_Stated problem 1_: In the forum post about comparing matchup skill distributions, what minimum number of games per selected player does the writer suggest as a filter?
_Stated problem 2_: Rewrite the forum post about comparing matchup skill distributions, starting with "I’m going to" and going on through "is large enough.". Replace "standard deviation" with "spread".
_Stated problem 3_: Continue the forum post about comparing matchup skill distributions, picking up after its final sentence.

_Text excerpt_:
******

Exactly, but that doesn’t mean you can’t compare them if you normalize.
I’m going to use the example of a normal distribution. As I discussed, if a matchup us extremely coinflippy compared to another, it will have a lower standard deviation (because player elos are more clumped up) than a matchup that is less coinflippy. This means that once you standarize the players of each matchup, when you divide by the standard deviation, the lower ELO differences from the coinflippy matchup will be divided by a lower standard deviation while the higher ELO differences for the less coinflippy matchup will be divided by the higher standard deviation. Parameters such as variance and sandard deviation take care of those coinflippy matchups generating more clumped up resuts when you normalize them, that is the power of standard distriutions. Of course this only works if the population size is large enough.
Race distributions do not necessarily correlate with skill distributions. Even if more players choose say zerg in europe because of whatever reason (and keep in mind that I want to expclude the very top players from this, because there is not enough of them to, only focusing on them, come to any conclusion regarding skill), the skill distribution of those players still will probably follow the same curve as the more common terran or zergs. Unless there was a specific factor that made say people with lower reaction times like terran because something in the brains of such people like the concept of marines or some other factor that made players that are able to have a higher “skill” potential to pick a race in particular. Bear in mind that this is speaking of rank in the particular mirror matchup of the race of eah player, not on overall race, this way factors such as different metagame changes in XvY matchups affecting winrates, or balance changes, do not come into effect. I’d be willing to bet that rank distributions for mirror matchups are extremely identical for all 3 races unless there was a hidden factor making higher skill potential players to choose a particular race. Of course, I also want to repeat the necessity of putting a filter of say 300 games played per selected player as minimum.

******

_Supplied information_:

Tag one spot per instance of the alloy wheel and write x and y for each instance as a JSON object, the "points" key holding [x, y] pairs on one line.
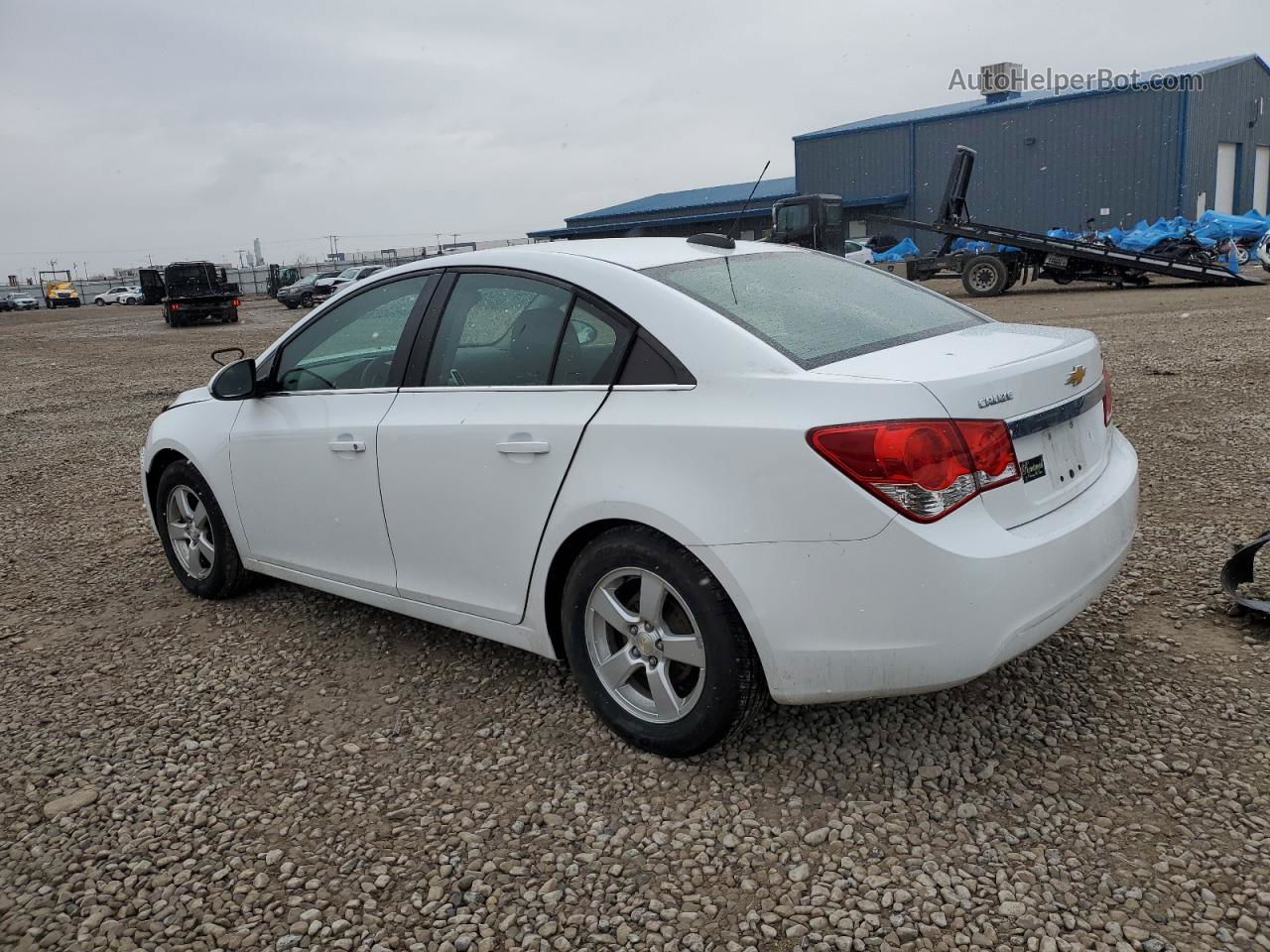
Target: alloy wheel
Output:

******

_Output 1_: A minimum of 300 games played per selected player.

_Output 2_:
I’m going to use the example of a normal distribution. As I discussed, if a matchup us extremely coinflippy compared to another, it will have a lower spread (because player elos are more clumped up) than a matchup that is less coinflippy. This means that once you standarize the players of each matchup, when you divide by the spread, the lower ELO differences from the coinflippy matchup will be divided by a lower spread while the higher ELO differences for the less coinflippy matchup will be divided by the higher spread. Parameters such as variance and sandard deviation take care of those coinflippy matchups generating more clumped up resuts when you normalize them, that is the power of standard distriutions. Of course this only works if the population size is large enough.

_Output 3_:
Edit: If somebody would be kind enough to point to me where to actually get the data of players-mirror matchup rank (for a lot of players, separated per race) I’d be quite happy to make a quik script to plot them into scatter graphs or whatever to take a peek if they are similar.
They pick their race long before their full skill is realized and the dynamics of each race are constantly being mixed up. HotS era biomine is very different from, say, current era hellion cyclone styles.
This reminds me of the great IQ debate. Everyone was saying that this might contribute to IQ, that might contribute to IQ, etc, so they did a study. They broke IQ down into as many sub-elements as they could clearly differentiate and then did studies to see which element corresponded with IQ the most. They found the ability to remember large numbers took up the majority of the correlation (~90%).
SC2 is the same way. It might reward this skill or that skill, but the bottom line is that it rewards skills which are universal to all matchups including click accuracy, apm, multitasking etc.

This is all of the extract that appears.